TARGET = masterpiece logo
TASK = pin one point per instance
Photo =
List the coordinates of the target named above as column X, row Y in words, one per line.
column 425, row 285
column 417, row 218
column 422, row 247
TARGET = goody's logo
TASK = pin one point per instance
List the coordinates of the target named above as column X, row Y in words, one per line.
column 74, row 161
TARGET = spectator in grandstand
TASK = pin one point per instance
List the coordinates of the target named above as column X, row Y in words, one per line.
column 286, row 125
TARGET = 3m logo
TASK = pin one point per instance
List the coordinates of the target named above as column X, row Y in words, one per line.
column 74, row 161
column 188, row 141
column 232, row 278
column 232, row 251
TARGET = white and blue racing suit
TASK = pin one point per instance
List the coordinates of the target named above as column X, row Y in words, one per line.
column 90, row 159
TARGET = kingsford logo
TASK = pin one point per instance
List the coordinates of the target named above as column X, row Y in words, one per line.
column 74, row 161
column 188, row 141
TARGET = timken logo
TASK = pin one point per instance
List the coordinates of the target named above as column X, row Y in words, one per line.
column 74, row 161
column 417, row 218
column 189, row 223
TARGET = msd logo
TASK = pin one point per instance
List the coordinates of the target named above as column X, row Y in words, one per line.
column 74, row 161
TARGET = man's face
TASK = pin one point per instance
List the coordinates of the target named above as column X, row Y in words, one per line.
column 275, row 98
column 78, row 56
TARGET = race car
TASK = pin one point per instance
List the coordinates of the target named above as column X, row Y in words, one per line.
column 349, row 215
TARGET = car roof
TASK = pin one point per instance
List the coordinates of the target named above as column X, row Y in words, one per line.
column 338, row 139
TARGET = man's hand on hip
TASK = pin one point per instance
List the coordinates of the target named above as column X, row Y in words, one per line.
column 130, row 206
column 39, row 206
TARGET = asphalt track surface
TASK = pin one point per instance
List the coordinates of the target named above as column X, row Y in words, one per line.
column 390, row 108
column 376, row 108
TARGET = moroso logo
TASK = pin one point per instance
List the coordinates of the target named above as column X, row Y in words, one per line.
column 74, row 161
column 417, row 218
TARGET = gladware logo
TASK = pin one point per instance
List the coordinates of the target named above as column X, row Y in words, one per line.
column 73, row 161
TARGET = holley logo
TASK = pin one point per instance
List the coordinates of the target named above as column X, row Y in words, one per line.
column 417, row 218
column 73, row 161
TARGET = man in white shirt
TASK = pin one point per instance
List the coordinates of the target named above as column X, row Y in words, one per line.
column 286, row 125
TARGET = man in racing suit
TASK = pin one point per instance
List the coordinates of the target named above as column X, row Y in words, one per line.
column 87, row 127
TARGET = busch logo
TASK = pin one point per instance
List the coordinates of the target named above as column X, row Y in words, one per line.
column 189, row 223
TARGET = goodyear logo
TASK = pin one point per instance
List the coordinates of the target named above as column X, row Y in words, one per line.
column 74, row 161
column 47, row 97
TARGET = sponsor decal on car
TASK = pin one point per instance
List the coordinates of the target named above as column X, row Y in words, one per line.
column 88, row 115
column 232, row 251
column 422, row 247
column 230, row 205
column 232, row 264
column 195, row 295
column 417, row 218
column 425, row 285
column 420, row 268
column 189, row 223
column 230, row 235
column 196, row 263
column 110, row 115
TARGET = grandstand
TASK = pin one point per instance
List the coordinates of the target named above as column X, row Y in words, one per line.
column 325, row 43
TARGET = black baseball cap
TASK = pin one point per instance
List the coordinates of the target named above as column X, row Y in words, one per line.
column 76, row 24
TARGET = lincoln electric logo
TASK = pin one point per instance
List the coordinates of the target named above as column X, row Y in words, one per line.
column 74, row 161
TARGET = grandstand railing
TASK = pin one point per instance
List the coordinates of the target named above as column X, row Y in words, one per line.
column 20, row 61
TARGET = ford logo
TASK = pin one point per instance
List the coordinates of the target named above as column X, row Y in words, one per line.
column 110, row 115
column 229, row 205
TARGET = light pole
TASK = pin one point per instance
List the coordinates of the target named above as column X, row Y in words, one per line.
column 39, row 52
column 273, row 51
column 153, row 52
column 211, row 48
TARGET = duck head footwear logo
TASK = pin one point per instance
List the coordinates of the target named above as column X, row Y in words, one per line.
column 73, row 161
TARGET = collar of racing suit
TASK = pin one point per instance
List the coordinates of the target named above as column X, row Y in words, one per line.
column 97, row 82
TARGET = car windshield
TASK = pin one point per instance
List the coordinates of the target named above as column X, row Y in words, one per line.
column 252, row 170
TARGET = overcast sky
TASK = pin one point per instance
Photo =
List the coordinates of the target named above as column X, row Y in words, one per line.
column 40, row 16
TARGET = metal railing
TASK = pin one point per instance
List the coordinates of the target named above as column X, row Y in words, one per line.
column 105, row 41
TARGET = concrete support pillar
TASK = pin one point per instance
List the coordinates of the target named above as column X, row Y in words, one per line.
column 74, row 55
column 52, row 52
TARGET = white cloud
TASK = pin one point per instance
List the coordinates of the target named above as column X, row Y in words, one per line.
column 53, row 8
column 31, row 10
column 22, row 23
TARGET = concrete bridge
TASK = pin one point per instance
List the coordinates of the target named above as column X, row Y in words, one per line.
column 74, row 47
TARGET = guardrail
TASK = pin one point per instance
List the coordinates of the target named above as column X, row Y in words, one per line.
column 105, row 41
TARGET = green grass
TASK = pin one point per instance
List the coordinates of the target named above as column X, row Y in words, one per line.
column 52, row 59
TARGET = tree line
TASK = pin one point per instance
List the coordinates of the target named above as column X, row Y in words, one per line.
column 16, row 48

★ ★ ★ ★

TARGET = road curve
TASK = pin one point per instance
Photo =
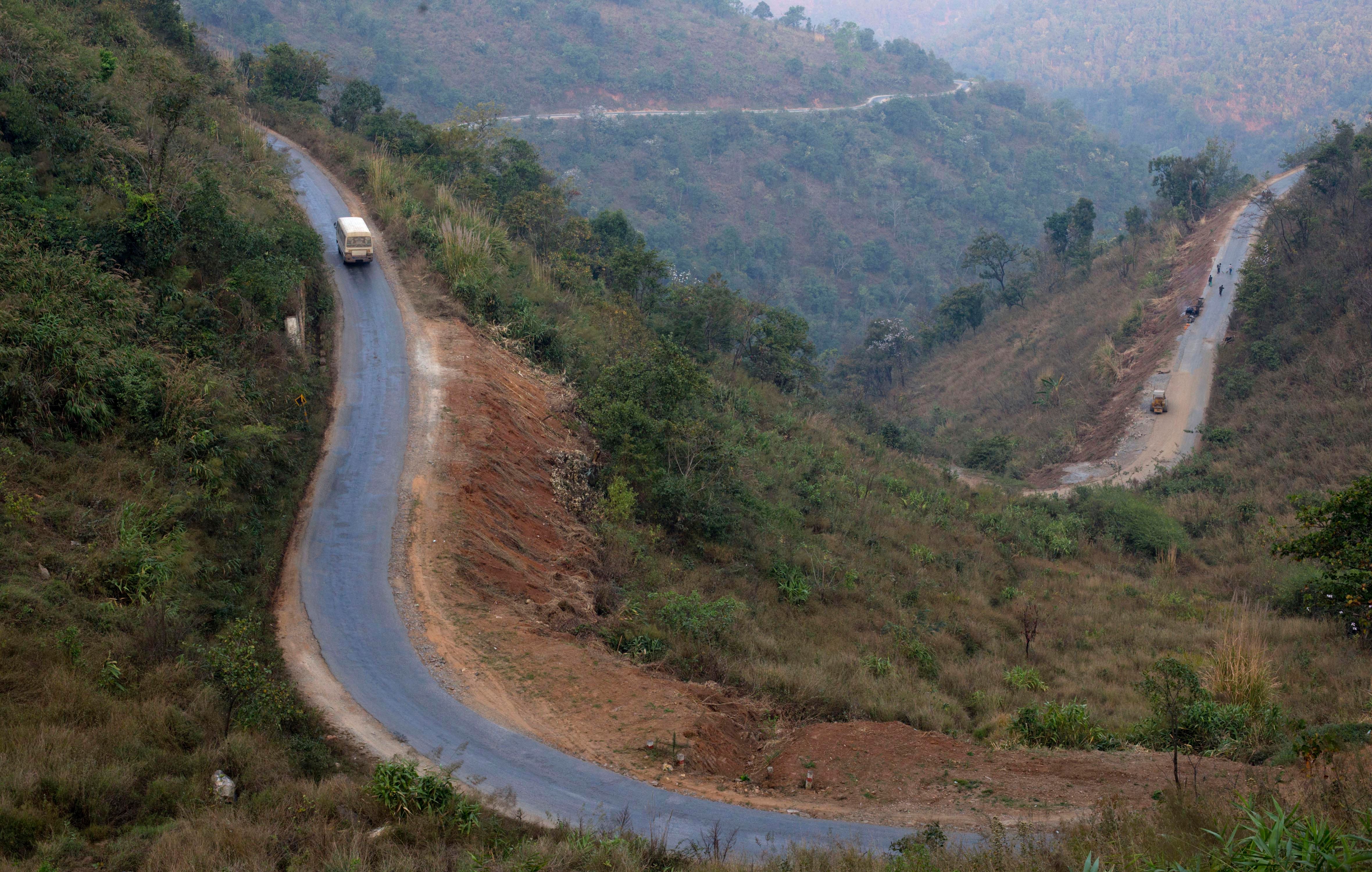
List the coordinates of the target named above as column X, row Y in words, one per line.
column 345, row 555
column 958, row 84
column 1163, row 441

★ ★ ★ ★

Try it: In the lines above, find each one with "railing" and list it.

Written answer:
TARGET = grandstand railing
TARGET = metal railing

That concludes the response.